## Source excerpt
►

In part two of the summons the following warning appears:

"You must produce each document (as specified in Part III below) in its entirety by including all attachment and all pages, regardless of whether they directly relate to the specified subject matter." On the basis of the description set out in Part One of the summons, Woodlands was required, in terms of Part Two, to produce each document (as specified in Part III below) in its entirety by including all attachments

and all pages, regardless of whether they directly relate to the specified subject matter.



[38] Documents are defined in extremely sweeping terms in Part Three to include:

a. All Business Plans, Strategic Plans and Annual Reports of
the company.

b. All planning documents and documents that discuss competitive strategy or competitors and their possible actions in respect of milk procurement.

c. All internal Presentations and Research Papers, regarding milk procurement, prepared for or substituted to management or the Board of Directors.



[39] The managing director, Dr H Kleynhans, was required to produce 'all diaries reflecting any meetings and appointments for the period', 'all messages received on his behalf', 'all flights undertaken during the period as well as the purpose thereof', 'all his expense accounts and records', 'all telephone records ... indicating all received and outgoing calls for the individuals'.

◄

## Work instructions
A. According to the summons excerpt, which part of the summons defines documents?
B. Rewrite the stretch of the summons excerpt from "b. All planning" through "for the individuals'.", putting "chief executive" in place of "managing director".

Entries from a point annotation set
►

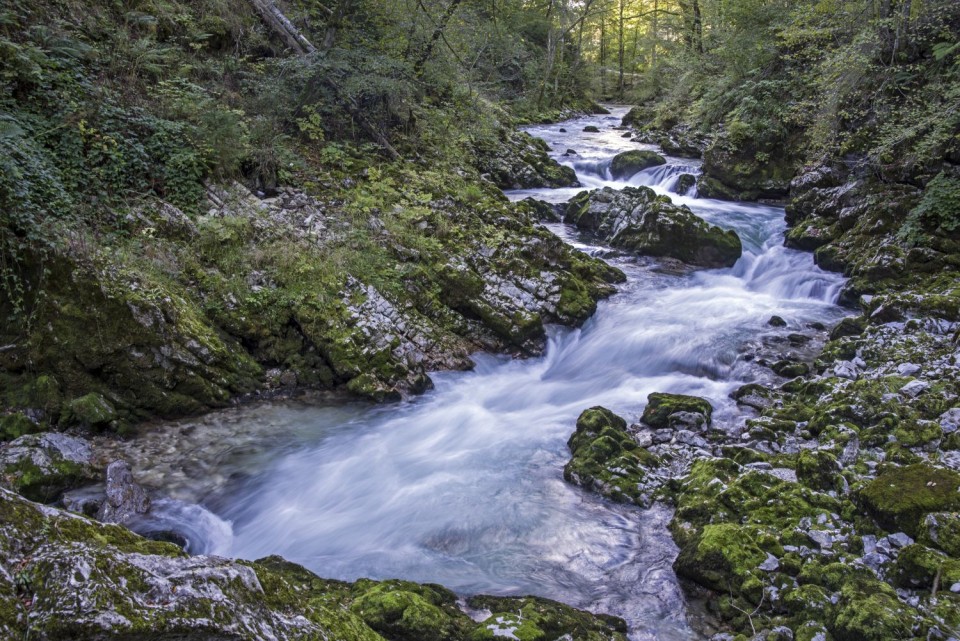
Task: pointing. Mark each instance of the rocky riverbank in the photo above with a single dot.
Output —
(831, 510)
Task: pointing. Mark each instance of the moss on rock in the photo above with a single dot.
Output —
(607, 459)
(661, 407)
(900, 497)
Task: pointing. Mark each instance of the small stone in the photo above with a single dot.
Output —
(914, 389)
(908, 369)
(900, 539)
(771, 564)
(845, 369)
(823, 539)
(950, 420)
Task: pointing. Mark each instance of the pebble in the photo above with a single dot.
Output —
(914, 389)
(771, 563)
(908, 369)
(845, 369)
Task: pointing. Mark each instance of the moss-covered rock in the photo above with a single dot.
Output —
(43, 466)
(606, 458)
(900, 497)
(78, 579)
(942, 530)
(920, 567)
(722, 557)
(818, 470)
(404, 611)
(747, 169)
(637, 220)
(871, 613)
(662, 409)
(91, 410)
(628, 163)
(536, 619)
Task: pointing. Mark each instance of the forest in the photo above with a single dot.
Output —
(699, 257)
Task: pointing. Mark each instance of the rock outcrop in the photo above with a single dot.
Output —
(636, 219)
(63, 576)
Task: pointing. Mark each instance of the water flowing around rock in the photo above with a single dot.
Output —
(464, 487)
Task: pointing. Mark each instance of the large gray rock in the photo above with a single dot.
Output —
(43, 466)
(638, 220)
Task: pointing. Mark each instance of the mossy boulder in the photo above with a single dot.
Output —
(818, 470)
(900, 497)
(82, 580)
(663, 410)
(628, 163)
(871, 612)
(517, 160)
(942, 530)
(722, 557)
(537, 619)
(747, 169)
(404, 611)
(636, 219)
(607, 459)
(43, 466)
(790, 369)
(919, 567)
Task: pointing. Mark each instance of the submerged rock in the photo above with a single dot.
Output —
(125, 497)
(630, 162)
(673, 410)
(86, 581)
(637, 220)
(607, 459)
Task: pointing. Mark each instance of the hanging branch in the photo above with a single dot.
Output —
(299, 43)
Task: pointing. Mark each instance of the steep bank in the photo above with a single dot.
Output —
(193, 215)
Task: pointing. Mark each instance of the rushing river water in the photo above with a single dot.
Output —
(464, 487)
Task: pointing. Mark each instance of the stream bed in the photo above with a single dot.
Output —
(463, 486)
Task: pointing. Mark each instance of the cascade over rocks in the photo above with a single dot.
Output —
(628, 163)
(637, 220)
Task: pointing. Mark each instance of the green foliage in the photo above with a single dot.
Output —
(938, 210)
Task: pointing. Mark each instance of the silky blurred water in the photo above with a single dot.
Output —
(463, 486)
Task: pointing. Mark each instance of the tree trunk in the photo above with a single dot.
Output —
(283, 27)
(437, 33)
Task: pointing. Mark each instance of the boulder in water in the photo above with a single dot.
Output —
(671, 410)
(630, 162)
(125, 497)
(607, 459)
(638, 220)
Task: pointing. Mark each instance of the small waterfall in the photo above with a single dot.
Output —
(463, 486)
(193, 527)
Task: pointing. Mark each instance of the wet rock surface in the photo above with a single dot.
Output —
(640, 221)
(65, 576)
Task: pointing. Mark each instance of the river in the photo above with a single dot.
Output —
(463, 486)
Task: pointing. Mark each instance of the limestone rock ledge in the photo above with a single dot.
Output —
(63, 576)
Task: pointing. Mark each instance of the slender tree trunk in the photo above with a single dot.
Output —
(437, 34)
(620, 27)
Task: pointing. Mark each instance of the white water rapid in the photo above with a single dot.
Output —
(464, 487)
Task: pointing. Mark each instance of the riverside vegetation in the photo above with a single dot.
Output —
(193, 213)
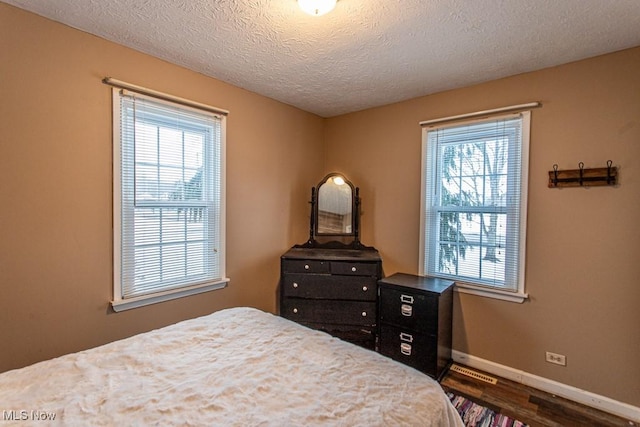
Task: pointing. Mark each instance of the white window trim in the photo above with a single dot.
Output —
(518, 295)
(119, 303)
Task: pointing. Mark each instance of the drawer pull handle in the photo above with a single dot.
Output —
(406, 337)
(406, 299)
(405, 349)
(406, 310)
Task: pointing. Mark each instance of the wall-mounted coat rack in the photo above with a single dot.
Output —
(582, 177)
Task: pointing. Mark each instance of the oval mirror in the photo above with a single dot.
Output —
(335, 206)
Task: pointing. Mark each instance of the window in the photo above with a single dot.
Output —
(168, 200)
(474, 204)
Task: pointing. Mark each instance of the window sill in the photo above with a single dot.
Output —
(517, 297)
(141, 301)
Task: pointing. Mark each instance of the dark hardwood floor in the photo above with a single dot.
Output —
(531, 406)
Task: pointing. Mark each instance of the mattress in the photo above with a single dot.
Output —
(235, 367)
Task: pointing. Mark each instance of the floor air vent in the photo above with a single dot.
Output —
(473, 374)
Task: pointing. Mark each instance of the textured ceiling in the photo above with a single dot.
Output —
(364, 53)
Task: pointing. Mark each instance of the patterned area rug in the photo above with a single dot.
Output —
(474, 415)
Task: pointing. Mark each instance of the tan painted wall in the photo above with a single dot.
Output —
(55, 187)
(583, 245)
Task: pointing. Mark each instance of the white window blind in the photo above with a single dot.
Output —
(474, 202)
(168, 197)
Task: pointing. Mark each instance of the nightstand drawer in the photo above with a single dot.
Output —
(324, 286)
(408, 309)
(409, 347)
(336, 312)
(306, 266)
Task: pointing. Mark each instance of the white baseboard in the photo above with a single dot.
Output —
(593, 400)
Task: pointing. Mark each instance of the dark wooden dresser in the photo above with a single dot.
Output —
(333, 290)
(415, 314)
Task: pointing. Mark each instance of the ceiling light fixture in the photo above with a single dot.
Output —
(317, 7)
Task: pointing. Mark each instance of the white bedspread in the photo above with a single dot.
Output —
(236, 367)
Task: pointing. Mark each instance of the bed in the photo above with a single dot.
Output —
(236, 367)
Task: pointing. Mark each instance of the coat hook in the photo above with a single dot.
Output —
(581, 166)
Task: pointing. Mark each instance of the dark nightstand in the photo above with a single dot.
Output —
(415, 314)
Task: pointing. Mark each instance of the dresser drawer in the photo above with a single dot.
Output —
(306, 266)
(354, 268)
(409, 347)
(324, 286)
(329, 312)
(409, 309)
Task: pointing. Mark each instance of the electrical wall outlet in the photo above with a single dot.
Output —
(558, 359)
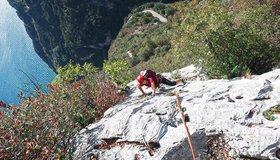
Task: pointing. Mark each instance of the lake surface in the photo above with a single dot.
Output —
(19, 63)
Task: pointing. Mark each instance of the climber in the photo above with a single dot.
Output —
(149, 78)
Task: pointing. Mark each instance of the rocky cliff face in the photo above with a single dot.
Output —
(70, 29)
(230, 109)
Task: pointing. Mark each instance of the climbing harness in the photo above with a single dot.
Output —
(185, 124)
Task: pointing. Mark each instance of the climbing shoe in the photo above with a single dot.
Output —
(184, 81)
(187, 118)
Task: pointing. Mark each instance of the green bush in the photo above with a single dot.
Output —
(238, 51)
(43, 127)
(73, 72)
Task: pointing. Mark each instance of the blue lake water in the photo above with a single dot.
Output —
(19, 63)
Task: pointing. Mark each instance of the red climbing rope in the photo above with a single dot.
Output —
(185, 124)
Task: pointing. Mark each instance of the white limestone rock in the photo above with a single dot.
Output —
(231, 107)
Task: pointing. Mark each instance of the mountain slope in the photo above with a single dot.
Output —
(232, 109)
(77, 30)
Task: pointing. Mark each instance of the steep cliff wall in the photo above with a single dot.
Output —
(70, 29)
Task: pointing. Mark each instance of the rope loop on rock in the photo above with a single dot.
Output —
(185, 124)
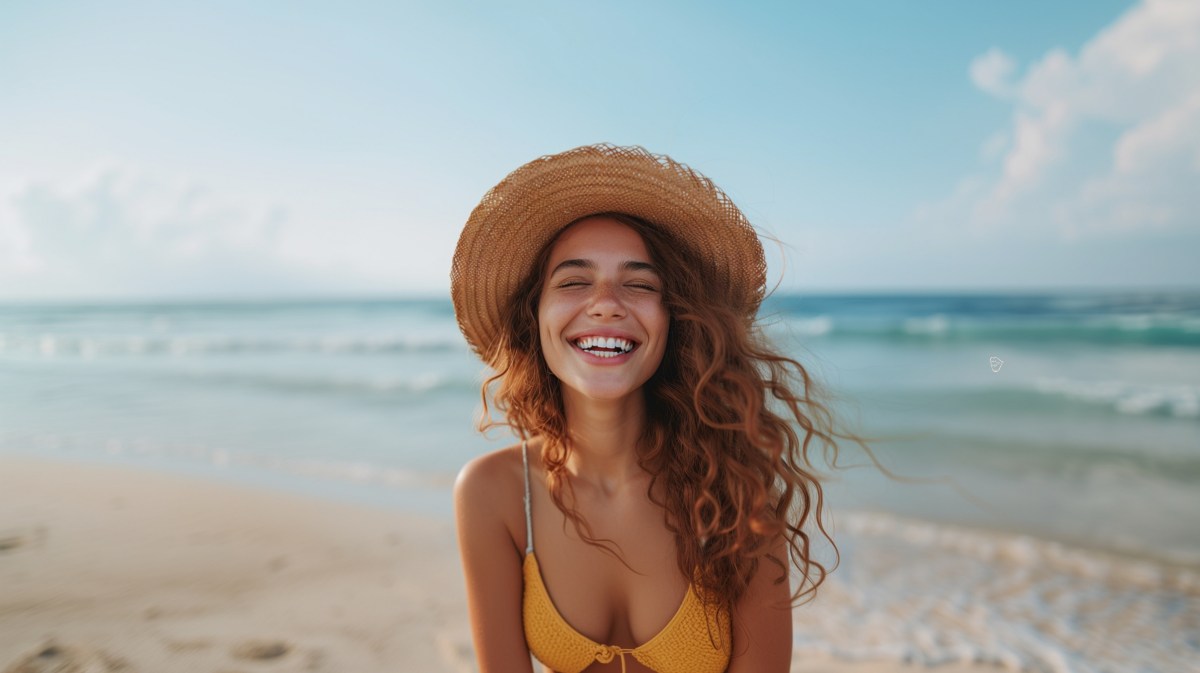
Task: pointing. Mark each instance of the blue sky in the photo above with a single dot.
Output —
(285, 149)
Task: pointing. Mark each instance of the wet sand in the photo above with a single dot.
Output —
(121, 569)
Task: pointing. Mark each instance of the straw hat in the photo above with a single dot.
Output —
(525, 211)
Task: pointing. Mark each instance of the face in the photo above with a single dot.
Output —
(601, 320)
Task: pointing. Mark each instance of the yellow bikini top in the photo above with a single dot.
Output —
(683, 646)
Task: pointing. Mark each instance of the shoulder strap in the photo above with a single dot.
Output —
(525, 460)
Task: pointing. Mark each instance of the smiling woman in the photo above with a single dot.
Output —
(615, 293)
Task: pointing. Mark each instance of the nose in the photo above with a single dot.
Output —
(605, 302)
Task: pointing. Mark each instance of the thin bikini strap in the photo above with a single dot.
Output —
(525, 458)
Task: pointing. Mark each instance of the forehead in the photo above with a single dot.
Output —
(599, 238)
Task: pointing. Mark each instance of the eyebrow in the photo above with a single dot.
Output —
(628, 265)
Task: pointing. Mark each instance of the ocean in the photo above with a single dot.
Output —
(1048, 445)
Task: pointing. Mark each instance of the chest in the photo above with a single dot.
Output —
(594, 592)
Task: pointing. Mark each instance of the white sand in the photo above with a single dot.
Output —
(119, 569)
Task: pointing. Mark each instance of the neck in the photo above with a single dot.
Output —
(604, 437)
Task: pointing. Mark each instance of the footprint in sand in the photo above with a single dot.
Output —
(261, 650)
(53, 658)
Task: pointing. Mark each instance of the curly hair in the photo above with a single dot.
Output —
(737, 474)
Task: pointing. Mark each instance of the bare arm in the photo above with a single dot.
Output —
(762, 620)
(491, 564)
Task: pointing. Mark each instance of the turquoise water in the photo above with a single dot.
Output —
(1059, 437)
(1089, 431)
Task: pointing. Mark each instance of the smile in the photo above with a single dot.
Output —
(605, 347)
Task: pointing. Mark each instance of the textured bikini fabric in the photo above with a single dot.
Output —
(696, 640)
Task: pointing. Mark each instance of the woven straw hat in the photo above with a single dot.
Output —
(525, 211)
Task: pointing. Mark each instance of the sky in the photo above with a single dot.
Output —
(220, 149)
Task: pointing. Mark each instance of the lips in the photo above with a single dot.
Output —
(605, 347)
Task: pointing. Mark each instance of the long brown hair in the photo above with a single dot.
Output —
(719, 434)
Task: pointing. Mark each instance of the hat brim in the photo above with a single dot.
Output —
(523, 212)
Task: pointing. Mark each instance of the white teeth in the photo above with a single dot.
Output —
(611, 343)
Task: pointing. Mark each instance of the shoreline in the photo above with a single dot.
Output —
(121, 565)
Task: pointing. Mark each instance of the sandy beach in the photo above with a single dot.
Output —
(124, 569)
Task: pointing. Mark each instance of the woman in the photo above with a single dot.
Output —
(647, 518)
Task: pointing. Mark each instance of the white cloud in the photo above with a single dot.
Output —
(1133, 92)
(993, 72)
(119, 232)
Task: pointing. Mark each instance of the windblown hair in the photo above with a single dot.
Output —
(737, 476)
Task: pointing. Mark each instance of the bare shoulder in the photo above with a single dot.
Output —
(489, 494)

◄

## Written answers
A. Part Three

B.
b. All planning documents and documents that discuss competitive strategy or competitors and their possible actions in respect of milk procurement.

c. All internal Presentations and Research Papers, regarding milk procurement, prepared for or substituted to management or the Board of Directors.



[39] The chief executive, Dr H Kleynhans, was required to produce 'all diaries reflecting any meetings and appointments for the period', 'all messages received on his behalf', 'all flights undertaken during the period as well as the purpose thereof', 'all his expense accounts and records', 'all telephone records ... indicating all received and outgoing calls for the individuals'.